Goal: From the passage on evaluating fund fees, extract the exact wording starting with "I hold a Master" and going on through "with non-profit organizations.".

Supplied passage:
******

I hold a Master of Business Administration degree, with highest honors, from Harvard University; and Master of Science and Bachelor of Science (highest honors) degrees from the University of California at Berkeley. I am an independent director and audit committee financial expert for two closed-end mutual funds, serve on the board of directors of a private market research company, and have served in various leadership and financial oversight capacities with non-profit organizations.

Evaluation of Fees for each DWS Scudder Fund

My work focused primarily on evaluating, fund-by-fund, the fees charged to each of the 136 Fund portfolios in the DWS Scudder Fund family. For each Fund, I considered each of the key factors mentioned above, as well as any other relevant information. In doing so I worked closely with the Funds' Independent Directors in their annual contract renewal process, as well as in their approval of contracts for several new funds (documented separately).

In evaluating each Fund's fees, I reviewed comprehensive materials provided by or on behalf of DeAM, including expense information prepared by Lipper Analytical, comparative performance information, profitability data, manager histories, and other materials. I also accessed certain additional information from the Lipper, Strategic Insight, and Morningstar databases and drew on my industry knowledge and experience.

******

[Point-based annotation data]
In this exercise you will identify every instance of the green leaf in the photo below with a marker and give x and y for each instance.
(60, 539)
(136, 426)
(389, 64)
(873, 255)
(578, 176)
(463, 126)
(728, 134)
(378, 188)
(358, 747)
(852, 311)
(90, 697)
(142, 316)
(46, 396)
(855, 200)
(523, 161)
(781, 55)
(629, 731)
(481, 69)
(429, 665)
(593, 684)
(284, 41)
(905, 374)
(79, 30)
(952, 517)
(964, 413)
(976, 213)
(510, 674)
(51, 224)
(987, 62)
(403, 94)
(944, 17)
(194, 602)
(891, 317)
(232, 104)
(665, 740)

******

Answer in full:
I hold a Master of Business Administration degree, with highest honors, from Harvard University; and Master of Science and Bachelor of Science (highest honors) degrees from the University of California at Berkeley. I am an independent director and audit committee financial expert for two closed-end mutual funds, serve on the board of directors of a private market research company, and have served in various leadership and financial oversight capacities with non-profit organizations.